Spatial localization data:
==========

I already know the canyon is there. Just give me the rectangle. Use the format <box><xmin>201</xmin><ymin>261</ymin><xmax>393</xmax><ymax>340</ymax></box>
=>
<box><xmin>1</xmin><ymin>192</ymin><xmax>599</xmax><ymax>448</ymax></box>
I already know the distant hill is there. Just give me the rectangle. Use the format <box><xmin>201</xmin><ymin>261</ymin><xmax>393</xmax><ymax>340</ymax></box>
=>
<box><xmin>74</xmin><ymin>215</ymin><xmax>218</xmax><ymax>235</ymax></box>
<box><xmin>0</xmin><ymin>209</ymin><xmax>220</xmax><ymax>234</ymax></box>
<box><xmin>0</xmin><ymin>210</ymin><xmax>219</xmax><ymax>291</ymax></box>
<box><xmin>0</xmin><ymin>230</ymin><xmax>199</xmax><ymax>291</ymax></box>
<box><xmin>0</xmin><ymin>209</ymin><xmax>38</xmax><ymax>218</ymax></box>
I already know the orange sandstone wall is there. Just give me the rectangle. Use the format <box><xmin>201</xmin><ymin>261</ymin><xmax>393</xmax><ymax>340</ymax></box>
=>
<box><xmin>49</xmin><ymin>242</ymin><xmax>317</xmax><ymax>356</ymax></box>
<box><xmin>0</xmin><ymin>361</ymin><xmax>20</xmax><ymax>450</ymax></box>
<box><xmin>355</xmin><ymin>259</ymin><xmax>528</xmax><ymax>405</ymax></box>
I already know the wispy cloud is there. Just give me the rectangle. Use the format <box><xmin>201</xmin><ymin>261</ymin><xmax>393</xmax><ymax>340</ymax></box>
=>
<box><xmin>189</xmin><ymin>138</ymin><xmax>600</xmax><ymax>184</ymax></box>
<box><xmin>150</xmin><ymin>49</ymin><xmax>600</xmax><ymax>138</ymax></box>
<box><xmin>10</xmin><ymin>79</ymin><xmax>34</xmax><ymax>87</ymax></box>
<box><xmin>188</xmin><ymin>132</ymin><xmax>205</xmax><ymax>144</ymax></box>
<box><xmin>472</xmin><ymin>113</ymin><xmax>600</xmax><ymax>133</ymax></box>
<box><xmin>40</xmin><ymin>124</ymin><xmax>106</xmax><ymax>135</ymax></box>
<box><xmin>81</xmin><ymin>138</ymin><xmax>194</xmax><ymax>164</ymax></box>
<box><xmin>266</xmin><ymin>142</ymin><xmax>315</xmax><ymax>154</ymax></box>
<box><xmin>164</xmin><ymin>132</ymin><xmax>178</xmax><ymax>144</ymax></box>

==========

• [Exercise instructions] Search the records above for the string "already". Report each line that has it.

• [Exercise answer]
I already know the canyon is there. Just give me the rectangle. Use the format <box><xmin>201</xmin><ymin>261</ymin><xmax>393</xmax><ymax>340</ymax></box>
I already know the distant hill is there. Just give me the rectangle. Use the format <box><xmin>201</xmin><ymin>261</ymin><xmax>393</xmax><ymax>340</ymax></box>
I already know the orange sandstone wall is there. Just give me the rectangle. Use the format <box><xmin>201</xmin><ymin>261</ymin><xmax>393</xmax><ymax>340</ymax></box>
I already know the wispy cloud is there. Just give me the rectangle. Use the format <box><xmin>201</xmin><ymin>261</ymin><xmax>393</xmax><ymax>340</ymax></box>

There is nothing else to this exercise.